__Written problem a__. Pick out every line of the records that contains the string "pink", treating uppercase and lowercase as different.

__Supplied passage__.

Movies like 1982's "Beastmaster" skirted right along the hard edge of the PG rating, with plenty of blood and even (brief) bare breasts. "Fire and Ice" is close in line with that aesthetic, with lots of bloodless deaths and a female lead who spends most of the movie essentially nude.

Written by Gerry Conway and Roy Thomas, the story setting is a prehistoric world where everyone wears fur loincloths, and that's about it. They wield knives and spears and other basic weapons, though a few of the more advanced people have swords and axes.

There appears to be two tribes of people, the subhuman minions of the evil lord and the slightly more upright free folk; think Neanderthals and Cro-Magnons. Adding to the implicit racial discomfort, the "good" people all have brightly Caucasian skin while the subhumans are drawn in distinctly duskier tones, with somewhat indistinct/generic facial features.

As he had with his "Lord of the Rings" movie, Bakshi opted to film much of the movie in live action and then transfer it to animation through a process called rotoscoping, where artists trace over the figures frame by frame. The idea is to capture a more naturalistic movement than free-form animation, but in my opinion it usually doesn't work very well.

Bakshi often had separate actors perform the live action and voice parts, including all three leads: the young, untried warrior Larn (voice by William Ostrander, action by Randy Norton); Teegra (Maggie Roswell and Cynthia Leake), the T&A princess/damsel in distress; and Nekron (Stephen Mendel, Sean Hannon), the powerful sorcerer and villain.

The land is divided between the frozen mountainous north and jungle-ish south kingdoms, with their headquarters in Icepeak and Firekeep, respectively. Nekron is using his powers to slowly advance his glacier over the land, and demands that the fire king, Jarol (Leo Gordon), subjugate himself completely. He refuses, and Teegra, his daughter, is kidnapped as blackmail.

The power dynamic up north is curious. Nekron is represented as a fairly common archetype in fantasy: the albino-ish weakling who harnesses great unnatural powers. He goes into a sort of rolled-eyes palsy whenever he is exerting himself magically.

Nekron is the son of another magic-user, Juliana (voiced by Susan Tyrrell, who also provides the narration), who taught him his arts only to be surpassed by him. They have a contentious relationship, with her supporting his imperialist ambitions but working to manipulate him.

For example, it is her idea to kidnap Teegra to offer her as a bride to Nekron. He haughtily refuses, even expressing disgust at her appearance which, along with some not-terribly-subtle swishiness in his mannerisms, points to other proclivities.

Though physically scrawny compared to other prehistoric males, Nekron enjoys personally dueling his enemies, using his magic to halt their blows or crush their bodies.

The running time of the movie is largely taken up with what I refer to as "process" storytelling. It puts an emphasis on slavishly following every step along the way of a journey or undertaking rather than giving us the highlights.

For example, when Larn is scaling the side of a mountain, rather than just showing him starting, a couple shots a long the way, maybe he nearly slips one time and then he's at the top, "Fire and Ice" will show us the whole, boring ascent.

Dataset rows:
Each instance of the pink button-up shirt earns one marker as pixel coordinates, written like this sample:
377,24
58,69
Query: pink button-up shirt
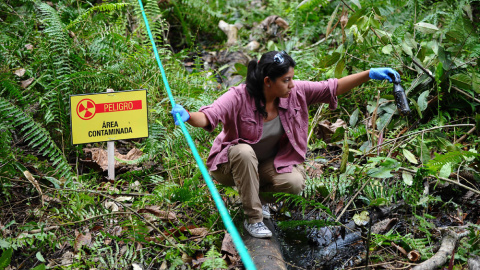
243,124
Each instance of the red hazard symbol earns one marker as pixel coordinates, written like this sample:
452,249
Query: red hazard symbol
86,109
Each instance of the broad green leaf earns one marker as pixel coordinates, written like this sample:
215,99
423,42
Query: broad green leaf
446,170
339,68
443,57
461,80
477,121
384,36
361,219
387,49
374,22
406,48
362,23
330,22
468,9
416,107
410,156
4,244
386,116
331,59
40,257
354,118
410,41
357,3
39,267
426,28
241,69
422,100
380,172
378,202
6,258
439,72
407,178
476,82
425,153
343,164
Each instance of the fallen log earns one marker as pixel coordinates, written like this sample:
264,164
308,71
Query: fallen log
474,263
440,258
266,253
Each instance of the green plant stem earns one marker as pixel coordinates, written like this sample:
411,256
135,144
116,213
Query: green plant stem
351,200
445,179
466,94
417,132
130,209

__Written problem b__. List every character from the animated movie "Fire and Ice" who is named in the review above.

__Task solution a__.
Each instance of the pink button-up shirt earns one marker as pixel coordinates, written like this sample:
Query: pink button-up shirt

__Task solution b__. Larn, Teegra, Nekron, Jarol, Juliana